*** Records shown Section Begins ***
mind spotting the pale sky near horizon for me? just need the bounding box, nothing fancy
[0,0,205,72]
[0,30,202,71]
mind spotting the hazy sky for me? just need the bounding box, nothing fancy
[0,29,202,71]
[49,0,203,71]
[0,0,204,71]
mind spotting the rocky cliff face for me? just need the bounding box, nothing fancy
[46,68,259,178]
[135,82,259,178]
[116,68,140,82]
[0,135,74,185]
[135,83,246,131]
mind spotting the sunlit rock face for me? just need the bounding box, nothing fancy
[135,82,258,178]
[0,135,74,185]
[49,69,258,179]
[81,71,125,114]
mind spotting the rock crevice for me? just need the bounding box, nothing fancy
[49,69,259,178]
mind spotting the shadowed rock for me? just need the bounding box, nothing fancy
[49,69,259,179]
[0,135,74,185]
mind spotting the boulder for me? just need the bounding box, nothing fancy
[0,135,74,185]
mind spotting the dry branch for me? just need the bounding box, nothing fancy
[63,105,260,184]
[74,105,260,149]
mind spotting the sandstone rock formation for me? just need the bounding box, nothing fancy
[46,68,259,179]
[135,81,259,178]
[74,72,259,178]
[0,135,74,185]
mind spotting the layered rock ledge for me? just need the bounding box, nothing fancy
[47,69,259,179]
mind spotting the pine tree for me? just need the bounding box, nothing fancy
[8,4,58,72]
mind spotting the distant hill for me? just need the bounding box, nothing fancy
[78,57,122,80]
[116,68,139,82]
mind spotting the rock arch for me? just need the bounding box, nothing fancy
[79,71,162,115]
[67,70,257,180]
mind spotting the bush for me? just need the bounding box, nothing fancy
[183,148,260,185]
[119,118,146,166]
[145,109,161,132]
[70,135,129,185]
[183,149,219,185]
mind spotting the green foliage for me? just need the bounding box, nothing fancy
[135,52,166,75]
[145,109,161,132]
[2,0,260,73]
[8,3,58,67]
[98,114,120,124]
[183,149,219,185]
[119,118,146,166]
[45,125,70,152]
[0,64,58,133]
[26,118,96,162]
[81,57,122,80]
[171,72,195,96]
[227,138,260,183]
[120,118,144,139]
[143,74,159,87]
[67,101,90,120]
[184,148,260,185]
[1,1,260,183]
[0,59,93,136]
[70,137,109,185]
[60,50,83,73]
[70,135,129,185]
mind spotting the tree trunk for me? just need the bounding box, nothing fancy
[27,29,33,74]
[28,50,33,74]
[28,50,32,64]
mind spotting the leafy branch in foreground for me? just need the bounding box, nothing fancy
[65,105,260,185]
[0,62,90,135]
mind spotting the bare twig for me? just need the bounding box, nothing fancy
*** Records shown Section Ends ***
- _Problem to work on_:
Once the line containing "mind spotting the dry" is found, print it and every line after it through the end of the listing, exactly and alone.

- _Exercise output_:
mind spotting the dry branch for me? just need the bounding box, nothing fancy
[63,105,260,184]
[74,105,260,149]
mind spotting the sandstone rock formation for me? just need the bounding box, nothing fancy
[46,68,259,179]
[135,81,259,178]
[74,72,259,178]
[0,135,74,185]
mind spotting the layered rock ledge for me? just need the bounding box, nothing fancy
[47,69,259,179]
mind spotting the pine tree for me? just need the bounding box, nothing fancy
[8,4,58,72]
mind spotting the distant hill for me? just need the bounding box, nothing fancy
[78,57,122,80]
[116,68,139,82]
mind spotting the rock arch for me? just need the bounding box, nothing fancy
[79,71,162,115]
[67,70,257,180]
mind spotting the bush for me? just need the bounding box, nothing fancy
[183,148,260,185]
[119,118,146,166]
[145,109,161,132]
[70,135,129,185]
[183,149,219,185]
mind spotting the green foliage for me? just need the bounding box, nothing fancy
[135,52,166,75]
[145,109,161,132]
[2,0,260,73]
[8,3,58,67]
[98,114,120,124]
[183,149,219,185]
[119,118,146,166]
[45,125,70,152]
[0,64,58,133]
[26,118,96,162]
[81,57,122,80]
[171,72,195,96]
[227,138,260,183]
[120,118,144,139]
[143,74,159,87]
[67,101,90,120]
[184,148,260,185]
[1,1,260,183]
[0,59,93,136]
[70,137,109,185]
[60,50,83,73]
[70,135,129,185]
mind spotting the tree trunk for me? just need the bounding box, nothing fancy
[27,29,33,74]
[28,50,33,74]
[28,50,32,64]
mind spotting the leafy branch in foreground for me? just need the bounding box, nothing fancy
[65,105,260,185]
[0,62,90,135]
mind spotting the bare twig for me? just need the bounding box, nothing fancy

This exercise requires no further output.